§ **Task objective**
Lay out every line of the items below as a JSON list of strings, one string per line, with blank lines left out. Leave the pictures out of the answer.

########

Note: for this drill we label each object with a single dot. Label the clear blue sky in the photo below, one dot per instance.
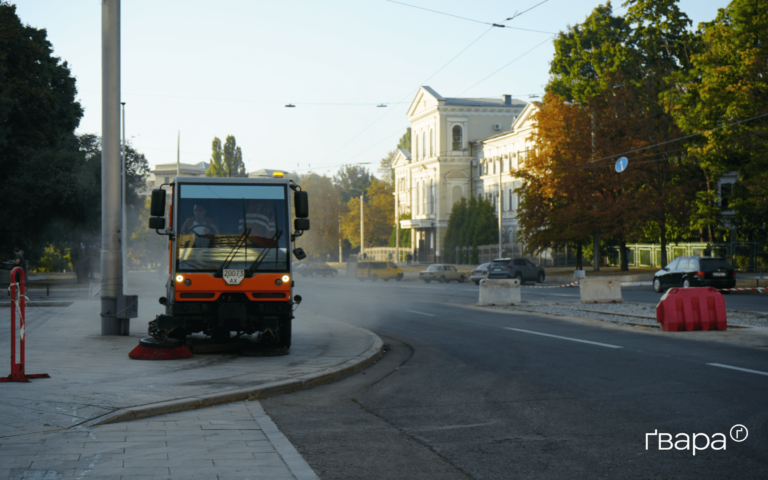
(228, 68)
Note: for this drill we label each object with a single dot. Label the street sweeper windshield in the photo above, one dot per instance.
(233, 224)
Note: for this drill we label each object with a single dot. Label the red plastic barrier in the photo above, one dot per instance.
(19, 305)
(691, 309)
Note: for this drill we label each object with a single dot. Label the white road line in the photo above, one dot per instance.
(450, 427)
(738, 368)
(563, 338)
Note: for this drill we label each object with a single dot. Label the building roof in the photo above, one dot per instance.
(484, 102)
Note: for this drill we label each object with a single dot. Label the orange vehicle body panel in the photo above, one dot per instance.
(207, 283)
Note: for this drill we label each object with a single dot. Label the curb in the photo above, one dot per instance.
(303, 382)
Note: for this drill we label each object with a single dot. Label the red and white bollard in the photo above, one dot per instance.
(18, 307)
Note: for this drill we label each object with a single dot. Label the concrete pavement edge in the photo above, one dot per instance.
(303, 382)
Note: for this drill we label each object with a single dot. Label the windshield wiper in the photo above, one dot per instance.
(263, 254)
(242, 240)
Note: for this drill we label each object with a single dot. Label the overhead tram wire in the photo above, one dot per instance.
(410, 93)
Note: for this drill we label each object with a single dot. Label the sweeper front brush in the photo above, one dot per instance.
(152, 349)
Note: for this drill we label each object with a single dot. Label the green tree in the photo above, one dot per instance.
(226, 160)
(472, 222)
(352, 181)
(378, 215)
(326, 210)
(729, 83)
(40, 158)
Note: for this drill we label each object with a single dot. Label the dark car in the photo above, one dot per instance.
(519, 268)
(695, 272)
(479, 273)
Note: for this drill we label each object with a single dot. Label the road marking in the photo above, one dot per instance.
(450, 427)
(421, 313)
(563, 338)
(738, 368)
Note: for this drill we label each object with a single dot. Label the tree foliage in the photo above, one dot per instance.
(323, 238)
(226, 160)
(728, 86)
(352, 180)
(378, 216)
(472, 222)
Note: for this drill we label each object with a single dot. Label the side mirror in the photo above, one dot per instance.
(301, 204)
(157, 223)
(157, 207)
(301, 224)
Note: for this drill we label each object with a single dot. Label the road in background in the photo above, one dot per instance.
(471, 393)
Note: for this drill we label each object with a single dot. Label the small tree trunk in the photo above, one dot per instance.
(579, 257)
(623, 252)
(663, 239)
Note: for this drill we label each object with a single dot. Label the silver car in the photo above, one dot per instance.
(479, 273)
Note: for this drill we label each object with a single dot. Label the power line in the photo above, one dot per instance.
(410, 93)
(494, 25)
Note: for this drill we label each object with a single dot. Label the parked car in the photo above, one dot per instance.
(441, 273)
(518, 268)
(378, 270)
(689, 272)
(479, 273)
(317, 270)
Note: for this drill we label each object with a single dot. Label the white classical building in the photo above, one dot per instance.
(459, 147)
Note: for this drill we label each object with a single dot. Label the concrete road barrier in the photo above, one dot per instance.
(499, 292)
(600, 290)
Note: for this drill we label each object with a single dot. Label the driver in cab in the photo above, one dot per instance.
(199, 224)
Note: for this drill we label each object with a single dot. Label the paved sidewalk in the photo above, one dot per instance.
(236, 440)
(58, 424)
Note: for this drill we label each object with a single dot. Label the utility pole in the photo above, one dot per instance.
(397, 225)
(499, 201)
(341, 259)
(361, 223)
(178, 154)
(111, 247)
(596, 244)
(124, 230)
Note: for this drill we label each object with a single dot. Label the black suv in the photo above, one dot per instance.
(695, 272)
(519, 268)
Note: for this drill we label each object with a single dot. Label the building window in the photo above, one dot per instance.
(431, 143)
(457, 140)
(418, 198)
(726, 192)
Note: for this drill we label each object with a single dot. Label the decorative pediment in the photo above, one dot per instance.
(402, 158)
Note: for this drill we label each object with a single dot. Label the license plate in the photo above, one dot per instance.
(232, 276)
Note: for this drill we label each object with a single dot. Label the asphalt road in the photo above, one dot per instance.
(470, 393)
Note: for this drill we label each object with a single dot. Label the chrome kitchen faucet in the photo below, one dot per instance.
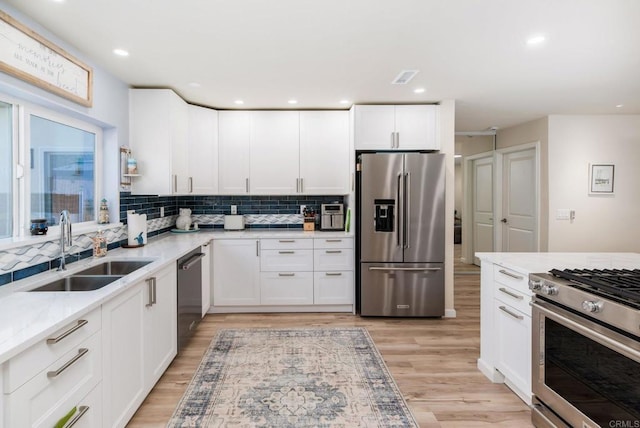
(65, 235)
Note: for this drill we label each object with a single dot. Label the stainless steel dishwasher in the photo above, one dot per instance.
(189, 295)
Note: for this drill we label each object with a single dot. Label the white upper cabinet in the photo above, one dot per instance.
(324, 153)
(274, 153)
(158, 139)
(234, 137)
(399, 127)
(203, 151)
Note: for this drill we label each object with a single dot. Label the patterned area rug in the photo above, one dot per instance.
(311, 377)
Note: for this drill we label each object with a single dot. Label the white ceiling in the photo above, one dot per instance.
(322, 51)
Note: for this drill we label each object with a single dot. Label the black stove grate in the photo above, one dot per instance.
(621, 283)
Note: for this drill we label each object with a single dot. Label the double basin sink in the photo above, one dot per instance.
(95, 277)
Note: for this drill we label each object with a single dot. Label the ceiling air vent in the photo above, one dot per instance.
(404, 77)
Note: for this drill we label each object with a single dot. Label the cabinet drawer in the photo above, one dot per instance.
(511, 278)
(513, 298)
(333, 288)
(286, 244)
(333, 259)
(332, 243)
(49, 395)
(286, 260)
(21, 368)
(286, 288)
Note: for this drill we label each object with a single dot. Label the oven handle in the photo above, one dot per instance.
(619, 347)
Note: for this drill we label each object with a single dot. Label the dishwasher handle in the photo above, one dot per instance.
(191, 261)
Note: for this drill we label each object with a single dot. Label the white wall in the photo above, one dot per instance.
(110, 108)
(602, 223)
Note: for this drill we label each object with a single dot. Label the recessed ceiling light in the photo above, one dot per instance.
(535, 40)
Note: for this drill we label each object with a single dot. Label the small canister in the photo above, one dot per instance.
(99, 245)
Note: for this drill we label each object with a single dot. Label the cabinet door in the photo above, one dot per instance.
(158, 136)
(160, 323)
(333, 288)
(234, 135)
(207, 265)
(179, 131)
(203, 151)
(236, 272)
(286, 288)
(374, 127)
(513, 345)
(123, 356)
(416, 127)
(324, 152)
(274, 153)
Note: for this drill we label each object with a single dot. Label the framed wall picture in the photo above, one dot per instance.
(601, 178)
(30, 57)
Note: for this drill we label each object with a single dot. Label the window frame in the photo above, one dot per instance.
(21, 175)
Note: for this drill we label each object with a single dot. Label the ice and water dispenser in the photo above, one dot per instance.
(384, 219)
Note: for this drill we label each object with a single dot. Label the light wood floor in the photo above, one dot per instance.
(432, 360)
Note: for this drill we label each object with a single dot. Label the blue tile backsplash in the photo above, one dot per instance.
(271, 212)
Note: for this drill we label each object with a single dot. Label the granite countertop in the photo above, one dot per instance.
(543, 262)
(27, 318)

########

§ **Result of the task**
[
  "Note: for this drill we label each object with a single dot. Label the clear blue sky in the photo below, one dot per instance.",
  "(228, 68)",
  "Note: for this drill we label each object with a single dot. Label the street sweeper windshield in the photo above, one dot per instance.",
  "(233, 224)",
  "Note: for this drill we label each object with a single dot. Label the red plastic barrier in the photo above, one dot per instance.",
  "(19, 305)",
  "(691, 309)",
  "Note: for this drill we label each object with a single dot. Label the white road line in the photo above, one dot per instance.",
  "(450, 427)",
  "(738, 368)",
  "(563, 338)",
  "Note: for this drill we label each object with a single dot. Label the building roof in the photo above, one dot per instance.",
  "(484, 102)",
  "Note: for this drill we label each object with a single dot. Label the orange vehicle body panel in the photo above, one dot per instance.",
  "(207, 283)",
  "Note: for this drill we label each object with a single dot. Label the curb in the photo above, one dot per instance.",
  "(303, 382)",
  "Note: for this drill we label each object with a single dot. Label the red and white bollard in the photo above, one dot per instance.",
  "(18, 307)",
  "Note: for this drill we label each object with a single dot. Label the concrete pavement edge in the photo above, one dot per instance.",
  "(303, 382)",
  "Note: for this drill we label each object with a single dot. Label the windshield wiper in the photo above, one dot per instance.",
  "(263, 254)",
  "(242, 240)",
  "Note: for this drill we label each object with a single dot. Label the overhead tram wire in the photo above, one dot per instance.",
  "(410, 93)",
  "Note: for this drill we label each object with a single dot. Label the sweeper front brush in the photo above, one dot per instance.",
  "(152, 349)",
  "Note: for this drill we label each object with a single dot. Label the green tree in the photo above, one dot per instance.",
  "(226, 160)",
  "(472, 222)",
  "(352, 181)",
  "(378, 215)",
  "(326, 210)",
  "(729, 83)",
  "(40, 158)",
  "Note: for this drill we label each object with a single dot. Label the dark car in the photo above, one dot per instance.",
  "(519, 268)",
  "(695, 272)",
  "(479, 273)",
  "Note: for this drill we label each object with a single dot. Label the road marking in the photo above, one dot per instance.",
  "(450, 427)",
  "(421, 313)",
  "(563, 338)",
  "(738, 368)",
  "Note: for this drill we label each object with a single dot. Label the tree foliage in the photo above, one dot per instance.",
  "(323, 238)",
  "(226, 160)",
  "(728, 86)",
  "(352, 180)",
  "(378, 216)",
  "(472, 222)",
  "Note: for this drill we label each object with a single dot. Label the side mirror in the photo above, one dot per instance.",
  "(301, 204)",
  "(157, 223)",
  "(157, 207)",
  "(301, 224)",
  "Note: for this drill we label each object with a single dot. Label the road in background in the photo above, one dot per instance.",
  "(471, 393)",
  "Note: for this drill we label each object with a single dot. Label the small tree trunk in the photo above, one dot per instance.",
  "(579, 257)",
  "(623, 252)",
  "(663, 239)",
  "Note: for this drill we label each object with a single dot. Label the silver car in the photo above, one dot per instance.",
  "(479, 273)",
  "Note: for this drill we label each object with a single dot. Label the power line in the photo above, one dot per instance.",
  "(410, 93)",
  "(494, 25)",
  "Note: for this drill we label each object with a single dot. Label the parked car in the photo above, one dot per instance.",
  "(441, 273)",
  "(518, 268)",
  "(378, 270)",
  "(689, 272)",
  "(479, 273)",
  "(317, 270)",
  "Note: for this drill we label each object with a single dot. Label the white classical building in the photo above, one dot per instance.",
  "(459, 147)",
  "Note: for this drill we label each object with a single dot. Label the concrete road barrier in the photo above, one dot per instance.",
  "(499, 292)",
  "(600, 290)",
  "Note: for this drill we label each object with a single dot. Label the driver in cab in the photo above, one dot per instance.",
  "(199, 224)",
  "Note: for this drill we label each object with a single dot. Label the paved sidewalk in the photo above, one dot per instance.",
  "(236, 440)",
  "(58, 424)",
  "Note: for this drill we label each object with a single dot. Label the utility pole in the photo above, one dot per instance.",
  "(397, 225)",
  "(499, 201)",
  "(341, 259)",
  "(361, 223)",
  "(178, 154)",
  "(111, 247)",
  "(596, 244)",
  "(124, 230)",
  "Note: for this drill we label each object with a single dot. Label the black suv in the photo above, one dot per instance.",
  "(695, 272)",
  "(519, 268)",
  "Note: for this drill we label each object with a single dot. Label the building window in the photo above, one dot per instance.",
  "(431, 143)",
  "(457, 140)",
  "(418, 198)",
  "(726, 192)",
  "Note: for this drill we label each object with a single dot. Label the decorative pediment in the photo above, one dot per instance.",
  "(402, 158)",
  "Note: for this drill we label each object with a single dot. Label the license plate in the photo above, one dot per instance.",
  "(232, 276)",
  "Note: for this drill we label each object with a single dot. Label the asphalt road in the photo above, one dot per instance.",
  "(470, 393)",
  "Note: for this drill we label each object with a single dot. Label the chrome kitchen faucet in the photo below, one dot per instance.",
  "(65, 235)",
  "Note: for this drill we label each object with a single dot. Label the stainless steel dishwasher in the photo above, one dot per instance.",
  "(189, 295)",
  "Note: for this drill we label each object with a single dot. Label the white upper cabinet in the photo above, one dot per instance.",
  "(324, 153)",
  "(274, 153)",
  "(158, 139)",
  "(234, 137)",
  "(399, 127)",
  "(203, 151)",
  "Note: for this drill we label each object with a single dot. Label the patterned area rug in the photo above, one dot per instance.",
  "(311, 377)",
  "Note: for this drill we label each object with a single dot. Label the white ceiling in the photo above, one dot per instance.",
  "(322, 51)",
  "Note: for this drill we label each object with a single dot. Label the black stove grate in the photo above, one dot per instance.",
  "(621, 283)",
  "Note: for this drill we label each object with a single dot. Label the double basin sink in the photo above, one dot per instance.",
  "(95, 277)",
  "Note: for this drill we label each object with a single dot. Label the ceiling air vent in the photo above, one dot per instance.",
  "(404, 77)",
  "Note: for this drill we label each object with a single dot. Label the cabinet drawer in the photo above, one dot per instance.",
  "(511, 278)",
  "(513, 298)",
  "(333, 288)",
  "(286, 244)",
  "(333, 259)",
  "(332, 243)",
  "(49, 395)",
  "(286, 260)",
  "(21, 368)",
  "(286, 288)",
  "Note: for this drill we label each object with a single dot. Label the oven handle in the photo above, one dot per instance.",
  "(619, 347)",
  "Note: for this drill we label each object with a single dot. Label the dishwasher handle in the photo above, one dot per instance.",
  "(191, 261)",
  "Note: for this drill we label each object with a single dot. Label the white wall in the photo above, one dot per instance.",
  "(110, 108)",
  "(602, 223)",
  "Note: for this drill we label each object with a single dot. Label the recessed ceiling light in the photo above, one dot per instance.",
  "(535, 40)",
  "Note: for this drill we label each object with a single dot. Label the small canister in the photo above, one dot per instance.",
  "(99, 245)",
  "Note: for this drill we label each object with a single dot. Label the cabinet door in the photo above, one dot per instance.",
  "(158, 136)",
  "(160, 323)",
  "(333, 288)",
  "(234, 135)",
  "(207, 265)",
  "(179, 131)",
  "(203, 151)",
  "(236, 272)",
  "(286, 288)",
  "(374, 127)",
  "(513, 345)",
  "(123, 356)",
  "(416, 127)",
  "(324, 152)",
  "(274, 153)",
  "Note: for this drill we label each object with a single dot. Label the framed wall picture in the photo above, one dot per instance.",
  "(601, 178)",
  "(30, 57)",
  "Note: for this drill we label each object with a single dot. Label the window frame in the photo above, one dot per instance.",
  "(21, 175)",
  "Note: for this drill we label each object with a single dot. Label the ice and water dispenser in the photo above, one dot per instance.",
  "(384, 219)",
  "Note: for this drill we label each object with a single dot. Label the light wood floor in the photo above, one dot per instance.",
  "(432, 360)",
  "Note: for this drill we label each object with a single dot. Label the blue tile backsplash in the photo above, one dot per instance.",
  "(271, 212)",
  "Note: for this drill we label each object with a single dot. Label the granite countertop in the photo above, one dot per instance.",
  "(543, 262)",
  "(27, 318)"
]